#### [Activity list]
1. Answer these questions about the Kentucky Derby commentary:
(a) Who rode I'll Have Another?
(b) In what position did Went the Day Well finish?
(c) Which race does Dullahan's trainer want to run him in next?
2. Write out the part of the Kentucky Derby commentary between "While IHA ran" and "much less 10.", inclusive.
3. Continue the Kentucky Derby commentary past its final sentence.

═══ Page excerpt ═══

There were three particularly impressive performances in this year’s Kentucky Derby—and the winner’s (I’ll Have Another) wasn’t one of them.
While IHA ran a good race, he also capitalized on a great trip. His jockey, Mario Gutierrez, put him in a great position to take the lead when the frontrunner faltered on a blistering hot pace. The Churchill Downs dirt track had been soaked with rain the night before, and was favoring early speed all day. Although there was a speed bias, Bodemeister did everything he could to stretch it to the limit by running at fractions that would have been quick for 9 furlongs, much less 10.
Taking advantage of the pace is part of racing, and I take nothing away from IHA. IHA was close enough to the pace to get the benefit of the track bias while still avoiding Bodemeister’s suicidal pace. He deserved to be rewarded for it with a win, and kudos to any handicapper who predicted the way the race would play out. But Bodemeister’s was the most impressive performance of the day—perhaps of the three year old season.
The two other impressive performances were from two brilliant closers: Dullahan and Went the Day Well.
Dullahan made a great grinding effort to get up for third. It was very
impressive and showed that the concerns he couldn’t handle dirt were unfounded. In any case, his trainer wants to give him a rest and look to running him in the Belmont. We may see just how good he is next month.
Perhaps even more impressive was longshot Went the Day Well’s explosive kick in the final furlong. He had to weave his way through the tiring field, and make an explosive final charge for fourth.
But what effect will this have on the Derby? If Bodemeister is still in good running shape (as trainer Bob Baffert claims), and he can repeat his Derby run—and I mean the exact same fractions–the Preakness sets up perfectly for him. If he bounces (and the sheets players say he already did bounce in the Derby), it opens the door for I’ll Have Another to snag yet another leg of the Triple Crown.

═══ Data ═══

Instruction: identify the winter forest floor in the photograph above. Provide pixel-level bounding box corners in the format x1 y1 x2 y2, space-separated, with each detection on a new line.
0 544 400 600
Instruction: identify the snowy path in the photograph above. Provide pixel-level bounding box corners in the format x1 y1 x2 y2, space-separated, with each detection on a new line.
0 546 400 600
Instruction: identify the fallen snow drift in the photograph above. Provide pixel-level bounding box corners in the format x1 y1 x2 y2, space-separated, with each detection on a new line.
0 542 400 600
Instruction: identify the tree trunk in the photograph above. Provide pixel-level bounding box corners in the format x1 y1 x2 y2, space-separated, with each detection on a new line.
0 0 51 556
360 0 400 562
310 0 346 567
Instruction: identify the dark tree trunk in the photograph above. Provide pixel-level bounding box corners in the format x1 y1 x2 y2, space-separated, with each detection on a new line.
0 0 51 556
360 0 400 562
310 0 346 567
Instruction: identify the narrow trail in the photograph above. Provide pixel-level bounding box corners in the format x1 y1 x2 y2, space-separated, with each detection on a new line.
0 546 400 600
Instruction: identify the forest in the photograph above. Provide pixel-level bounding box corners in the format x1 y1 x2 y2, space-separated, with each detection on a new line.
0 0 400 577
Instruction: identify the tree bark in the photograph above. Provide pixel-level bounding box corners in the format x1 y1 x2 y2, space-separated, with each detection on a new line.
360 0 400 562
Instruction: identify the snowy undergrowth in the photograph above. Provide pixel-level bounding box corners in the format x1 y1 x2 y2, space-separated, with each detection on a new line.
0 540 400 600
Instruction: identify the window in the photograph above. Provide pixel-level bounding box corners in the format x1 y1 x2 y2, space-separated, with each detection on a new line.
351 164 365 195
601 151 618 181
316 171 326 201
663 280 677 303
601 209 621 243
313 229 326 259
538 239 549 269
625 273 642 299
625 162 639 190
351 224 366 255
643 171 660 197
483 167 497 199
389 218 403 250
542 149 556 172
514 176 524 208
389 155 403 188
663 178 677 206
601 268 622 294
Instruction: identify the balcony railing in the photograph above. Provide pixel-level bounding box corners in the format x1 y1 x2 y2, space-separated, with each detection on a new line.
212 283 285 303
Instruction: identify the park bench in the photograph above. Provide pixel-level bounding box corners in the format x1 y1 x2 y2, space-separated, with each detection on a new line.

═══

#### [Per-task answers]
1.
(a) Mario Gutierrez
(b) Fourth
(c) The Belmont

2.
While IHA ran a good race, he also capitalized on a great trip. His jockey, Mario Gutierrez, put him in a great position to take the lead when the frontrunner faltered on a blistering hot pace. The Churchill Downs dirt track had been soaked with rain the night before, and was favoring early speed all day. Although there was a speed bias, Bodemeister did everything he could to stretch it to the limit by running at fractions that would have been quick for 9 furlongs, much less 10.

3.
Another contender to consider is Creative Cause. He’s been a presence within this three-year-old crop over the past year. Still, horseplayers’ memories can be short, and one flat performance can leave you forgotten. He started off a little farther behind than usual in the Derby, but made a nice assertive middle move which forced him to race wide. It wasn’t an impossible task, but he didn’t embarrass himself, and leads us to think he could run much better in a smaller crowd. Still, he seems more likely to fill out the exacta or tri than to win.
Another to fill out the exotics is new shooter Tiger Walk. He looked ready to break through earlier this year (his races in the Withers and the Wood were both better than looked), but he won’t get any advantage on Pimlico’s speed favoring track. Still, there’s more there than meets the eye, and he could certainly get a piece at 30-1.
PRICE PLAY OF THE DAY – Pimlico, R-9, #11 Adirondack King
There may be more earnings potential earlier in the Pimlico card. I was closely following Adirondack King earlier this year, thinking this son of Lawyer Ron could pop up as a late Triple Crown contender. He’s been running in some pretty tough stakes company of late on dirt. He now moves to the turf at Pimlico, a surface switch that may easily reward his late-running style. When a horse tries something he’s unproven at, you usually get a price.